== EXERCISE INSTRUCTIONS ==
Exactly and only the lines from the one with "Practice step: identify the textured" through the end of the listing are to be transcribed, both ends included.

↓↓↓

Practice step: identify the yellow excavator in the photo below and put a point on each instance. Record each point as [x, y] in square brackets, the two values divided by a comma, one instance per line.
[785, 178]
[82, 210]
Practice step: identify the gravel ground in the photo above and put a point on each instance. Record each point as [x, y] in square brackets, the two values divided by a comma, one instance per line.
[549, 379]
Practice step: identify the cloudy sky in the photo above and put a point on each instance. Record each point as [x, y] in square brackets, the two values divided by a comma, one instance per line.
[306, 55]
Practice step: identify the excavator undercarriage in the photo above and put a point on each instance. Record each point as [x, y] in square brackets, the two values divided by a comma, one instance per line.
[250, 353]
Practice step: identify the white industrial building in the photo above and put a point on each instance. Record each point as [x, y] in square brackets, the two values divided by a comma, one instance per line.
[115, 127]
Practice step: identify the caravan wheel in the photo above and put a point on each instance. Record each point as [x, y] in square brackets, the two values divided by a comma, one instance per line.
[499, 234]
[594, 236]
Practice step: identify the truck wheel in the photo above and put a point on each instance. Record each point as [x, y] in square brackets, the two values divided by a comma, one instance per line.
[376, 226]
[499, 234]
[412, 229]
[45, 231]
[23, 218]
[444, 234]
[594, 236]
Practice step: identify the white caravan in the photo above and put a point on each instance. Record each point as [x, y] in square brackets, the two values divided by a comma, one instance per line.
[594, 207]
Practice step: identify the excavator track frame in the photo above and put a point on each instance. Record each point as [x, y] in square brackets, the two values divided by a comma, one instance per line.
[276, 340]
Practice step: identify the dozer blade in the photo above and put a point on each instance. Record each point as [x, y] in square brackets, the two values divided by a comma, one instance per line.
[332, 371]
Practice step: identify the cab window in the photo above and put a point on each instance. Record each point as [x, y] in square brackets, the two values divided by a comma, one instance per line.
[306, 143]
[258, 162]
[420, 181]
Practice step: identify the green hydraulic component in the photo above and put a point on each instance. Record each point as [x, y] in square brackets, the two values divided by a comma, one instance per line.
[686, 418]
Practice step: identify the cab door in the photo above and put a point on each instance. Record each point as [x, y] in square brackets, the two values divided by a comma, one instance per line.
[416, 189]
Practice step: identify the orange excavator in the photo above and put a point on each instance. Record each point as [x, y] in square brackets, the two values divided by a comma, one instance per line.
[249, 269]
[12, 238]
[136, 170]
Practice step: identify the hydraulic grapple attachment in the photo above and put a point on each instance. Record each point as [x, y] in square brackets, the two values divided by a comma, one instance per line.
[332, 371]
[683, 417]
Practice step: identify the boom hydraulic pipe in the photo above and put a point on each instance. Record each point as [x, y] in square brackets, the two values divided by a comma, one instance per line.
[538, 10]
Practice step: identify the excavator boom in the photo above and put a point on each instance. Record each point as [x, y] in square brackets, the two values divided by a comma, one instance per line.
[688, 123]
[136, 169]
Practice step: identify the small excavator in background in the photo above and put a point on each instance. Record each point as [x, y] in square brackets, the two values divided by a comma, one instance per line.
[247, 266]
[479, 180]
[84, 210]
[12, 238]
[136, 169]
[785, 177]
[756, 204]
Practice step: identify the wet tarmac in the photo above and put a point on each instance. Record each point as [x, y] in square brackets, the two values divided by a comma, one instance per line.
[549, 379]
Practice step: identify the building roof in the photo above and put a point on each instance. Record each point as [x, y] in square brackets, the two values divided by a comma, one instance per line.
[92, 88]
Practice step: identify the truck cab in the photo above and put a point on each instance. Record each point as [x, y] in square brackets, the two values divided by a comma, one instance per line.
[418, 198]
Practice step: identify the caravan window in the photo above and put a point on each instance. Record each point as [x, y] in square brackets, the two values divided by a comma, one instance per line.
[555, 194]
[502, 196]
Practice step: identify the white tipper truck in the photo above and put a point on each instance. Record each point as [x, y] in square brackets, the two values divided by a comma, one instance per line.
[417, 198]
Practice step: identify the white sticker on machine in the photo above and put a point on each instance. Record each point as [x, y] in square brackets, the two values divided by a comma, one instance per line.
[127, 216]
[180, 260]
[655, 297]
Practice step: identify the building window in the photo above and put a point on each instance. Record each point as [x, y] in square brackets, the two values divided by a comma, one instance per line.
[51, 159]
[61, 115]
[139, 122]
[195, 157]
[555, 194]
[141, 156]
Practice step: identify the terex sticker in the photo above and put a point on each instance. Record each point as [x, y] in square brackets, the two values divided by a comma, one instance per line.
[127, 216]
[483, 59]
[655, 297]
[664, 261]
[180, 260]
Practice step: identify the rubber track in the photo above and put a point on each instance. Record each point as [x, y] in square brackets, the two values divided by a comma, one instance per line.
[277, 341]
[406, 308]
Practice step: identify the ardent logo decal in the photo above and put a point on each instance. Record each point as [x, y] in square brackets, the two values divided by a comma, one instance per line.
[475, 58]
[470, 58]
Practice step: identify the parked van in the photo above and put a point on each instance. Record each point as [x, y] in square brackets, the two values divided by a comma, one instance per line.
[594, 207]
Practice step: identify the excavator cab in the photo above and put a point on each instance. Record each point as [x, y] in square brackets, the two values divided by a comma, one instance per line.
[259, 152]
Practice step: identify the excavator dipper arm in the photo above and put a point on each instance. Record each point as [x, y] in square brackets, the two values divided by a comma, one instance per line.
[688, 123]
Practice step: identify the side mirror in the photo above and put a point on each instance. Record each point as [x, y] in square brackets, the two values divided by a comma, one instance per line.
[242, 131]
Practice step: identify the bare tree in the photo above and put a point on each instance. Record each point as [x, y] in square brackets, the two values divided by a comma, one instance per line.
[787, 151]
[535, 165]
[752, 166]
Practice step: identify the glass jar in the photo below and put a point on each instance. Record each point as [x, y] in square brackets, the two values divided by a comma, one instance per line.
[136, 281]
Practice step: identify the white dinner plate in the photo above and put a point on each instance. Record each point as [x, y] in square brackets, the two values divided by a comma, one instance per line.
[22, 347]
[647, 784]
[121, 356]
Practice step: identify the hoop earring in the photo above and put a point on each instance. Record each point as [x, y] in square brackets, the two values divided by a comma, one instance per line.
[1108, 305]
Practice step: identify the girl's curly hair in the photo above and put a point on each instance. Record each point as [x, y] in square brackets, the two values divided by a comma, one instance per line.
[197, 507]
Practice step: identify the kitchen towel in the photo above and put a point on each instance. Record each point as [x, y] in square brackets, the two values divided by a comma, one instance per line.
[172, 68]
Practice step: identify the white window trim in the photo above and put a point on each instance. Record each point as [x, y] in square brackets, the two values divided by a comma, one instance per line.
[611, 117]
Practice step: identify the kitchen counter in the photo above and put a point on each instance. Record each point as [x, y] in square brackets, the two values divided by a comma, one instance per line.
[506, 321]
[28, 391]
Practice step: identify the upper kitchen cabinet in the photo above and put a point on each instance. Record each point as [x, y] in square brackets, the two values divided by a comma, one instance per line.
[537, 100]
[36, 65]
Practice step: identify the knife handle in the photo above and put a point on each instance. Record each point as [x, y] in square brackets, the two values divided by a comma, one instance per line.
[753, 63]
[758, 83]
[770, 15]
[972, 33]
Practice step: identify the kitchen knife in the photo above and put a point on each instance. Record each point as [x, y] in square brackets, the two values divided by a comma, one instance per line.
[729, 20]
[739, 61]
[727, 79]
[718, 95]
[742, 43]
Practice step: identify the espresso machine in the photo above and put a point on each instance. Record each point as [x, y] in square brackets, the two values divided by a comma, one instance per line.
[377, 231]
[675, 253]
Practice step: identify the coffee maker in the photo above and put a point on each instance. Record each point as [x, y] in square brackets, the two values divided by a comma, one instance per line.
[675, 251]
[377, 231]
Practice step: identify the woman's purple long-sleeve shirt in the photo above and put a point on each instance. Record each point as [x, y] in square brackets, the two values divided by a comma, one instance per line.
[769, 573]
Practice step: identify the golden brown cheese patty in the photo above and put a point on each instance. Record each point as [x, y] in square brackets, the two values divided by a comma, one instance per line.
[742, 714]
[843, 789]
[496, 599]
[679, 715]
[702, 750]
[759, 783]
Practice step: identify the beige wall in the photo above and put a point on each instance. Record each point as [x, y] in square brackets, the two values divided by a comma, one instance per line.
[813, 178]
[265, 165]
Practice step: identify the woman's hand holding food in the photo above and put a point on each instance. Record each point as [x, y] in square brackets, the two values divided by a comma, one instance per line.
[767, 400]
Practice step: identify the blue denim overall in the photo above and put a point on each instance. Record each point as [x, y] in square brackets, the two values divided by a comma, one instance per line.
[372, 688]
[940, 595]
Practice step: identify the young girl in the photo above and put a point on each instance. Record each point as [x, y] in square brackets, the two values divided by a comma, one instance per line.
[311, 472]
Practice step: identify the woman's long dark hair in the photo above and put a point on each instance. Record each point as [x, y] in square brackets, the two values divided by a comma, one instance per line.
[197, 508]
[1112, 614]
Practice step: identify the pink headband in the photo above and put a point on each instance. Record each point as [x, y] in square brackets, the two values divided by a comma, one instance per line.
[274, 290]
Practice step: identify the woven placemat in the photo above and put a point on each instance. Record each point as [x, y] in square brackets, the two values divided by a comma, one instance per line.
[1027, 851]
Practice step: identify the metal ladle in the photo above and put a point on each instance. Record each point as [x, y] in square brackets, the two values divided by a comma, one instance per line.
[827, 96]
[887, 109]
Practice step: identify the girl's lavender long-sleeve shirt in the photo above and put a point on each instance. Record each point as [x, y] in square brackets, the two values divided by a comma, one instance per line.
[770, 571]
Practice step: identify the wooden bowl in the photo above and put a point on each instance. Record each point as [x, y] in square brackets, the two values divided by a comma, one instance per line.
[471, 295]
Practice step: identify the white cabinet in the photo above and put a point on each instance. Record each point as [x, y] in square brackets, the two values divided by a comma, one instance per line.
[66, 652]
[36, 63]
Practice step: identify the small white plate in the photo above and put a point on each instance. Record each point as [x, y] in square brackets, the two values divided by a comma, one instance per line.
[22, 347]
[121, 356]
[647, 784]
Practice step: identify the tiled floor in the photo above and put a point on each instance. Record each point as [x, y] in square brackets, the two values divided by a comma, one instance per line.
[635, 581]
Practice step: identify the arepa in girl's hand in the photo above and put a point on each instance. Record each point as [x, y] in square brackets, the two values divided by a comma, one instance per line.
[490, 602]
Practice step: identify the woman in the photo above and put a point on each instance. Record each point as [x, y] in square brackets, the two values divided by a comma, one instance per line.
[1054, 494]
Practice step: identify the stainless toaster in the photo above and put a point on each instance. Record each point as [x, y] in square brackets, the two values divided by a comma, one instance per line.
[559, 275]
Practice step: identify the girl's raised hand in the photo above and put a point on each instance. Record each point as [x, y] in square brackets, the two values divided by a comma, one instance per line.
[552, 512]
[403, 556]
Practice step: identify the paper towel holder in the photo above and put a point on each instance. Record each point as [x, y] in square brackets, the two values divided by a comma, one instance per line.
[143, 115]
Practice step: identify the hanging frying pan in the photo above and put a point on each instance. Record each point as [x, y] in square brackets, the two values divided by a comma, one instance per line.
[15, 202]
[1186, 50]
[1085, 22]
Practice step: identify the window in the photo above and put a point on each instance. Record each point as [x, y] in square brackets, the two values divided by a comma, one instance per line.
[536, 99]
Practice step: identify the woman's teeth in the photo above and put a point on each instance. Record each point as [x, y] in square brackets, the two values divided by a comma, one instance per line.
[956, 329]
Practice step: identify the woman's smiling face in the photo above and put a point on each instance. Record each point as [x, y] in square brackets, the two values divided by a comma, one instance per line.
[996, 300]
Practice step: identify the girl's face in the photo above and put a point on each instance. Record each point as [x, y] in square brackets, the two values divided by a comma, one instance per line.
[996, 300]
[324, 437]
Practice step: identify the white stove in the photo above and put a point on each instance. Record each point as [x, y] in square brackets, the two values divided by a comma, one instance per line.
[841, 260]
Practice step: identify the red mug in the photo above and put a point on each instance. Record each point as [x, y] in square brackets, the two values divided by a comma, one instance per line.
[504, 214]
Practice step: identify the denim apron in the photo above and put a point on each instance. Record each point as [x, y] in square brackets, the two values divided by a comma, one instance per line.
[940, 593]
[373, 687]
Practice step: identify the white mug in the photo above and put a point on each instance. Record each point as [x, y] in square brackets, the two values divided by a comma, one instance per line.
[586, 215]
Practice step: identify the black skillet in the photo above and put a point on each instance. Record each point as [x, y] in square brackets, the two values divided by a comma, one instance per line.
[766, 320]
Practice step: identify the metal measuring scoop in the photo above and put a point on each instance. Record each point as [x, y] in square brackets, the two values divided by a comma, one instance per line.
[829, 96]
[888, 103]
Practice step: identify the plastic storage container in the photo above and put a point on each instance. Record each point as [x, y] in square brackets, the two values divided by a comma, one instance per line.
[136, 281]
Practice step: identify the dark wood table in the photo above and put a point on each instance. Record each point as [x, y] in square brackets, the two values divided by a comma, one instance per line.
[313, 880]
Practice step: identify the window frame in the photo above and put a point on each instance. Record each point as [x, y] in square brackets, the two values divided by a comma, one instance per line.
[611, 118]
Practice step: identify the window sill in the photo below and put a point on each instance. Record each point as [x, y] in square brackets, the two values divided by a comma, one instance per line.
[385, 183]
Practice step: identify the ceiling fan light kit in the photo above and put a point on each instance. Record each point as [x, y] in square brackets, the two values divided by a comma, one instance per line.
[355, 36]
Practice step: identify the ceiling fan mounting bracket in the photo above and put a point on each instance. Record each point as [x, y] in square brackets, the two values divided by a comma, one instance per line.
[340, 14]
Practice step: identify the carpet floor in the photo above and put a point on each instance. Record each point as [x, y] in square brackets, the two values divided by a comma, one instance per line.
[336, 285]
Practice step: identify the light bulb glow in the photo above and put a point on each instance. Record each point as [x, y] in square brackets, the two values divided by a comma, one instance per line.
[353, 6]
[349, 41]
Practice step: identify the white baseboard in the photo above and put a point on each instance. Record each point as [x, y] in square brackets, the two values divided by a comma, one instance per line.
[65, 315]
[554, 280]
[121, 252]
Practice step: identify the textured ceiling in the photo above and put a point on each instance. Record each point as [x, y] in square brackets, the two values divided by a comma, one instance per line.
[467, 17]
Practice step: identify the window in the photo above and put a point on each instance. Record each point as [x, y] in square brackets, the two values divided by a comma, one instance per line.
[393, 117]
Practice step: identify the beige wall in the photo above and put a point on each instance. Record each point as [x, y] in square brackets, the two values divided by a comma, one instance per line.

↑↑↑

== ANSWER SPACE ==
Practice step: identify the textured ceiling in the photo above and put a point on each instance. Record each point as [x, y] in square brackets, the two values divided by a comma, one instance per line.
[467, 17]
Practice step: identify the window in the photo above and put a point on each instance. Record each point as [x, y] in square brackets, the two values divided by a comma, one instance per line.
[393, 117]
Practice step: identify the beige wall in the photo above and put a point on each instance. Record each point as [x, y] in square brackets, the two values divided by a comma, one instance per line.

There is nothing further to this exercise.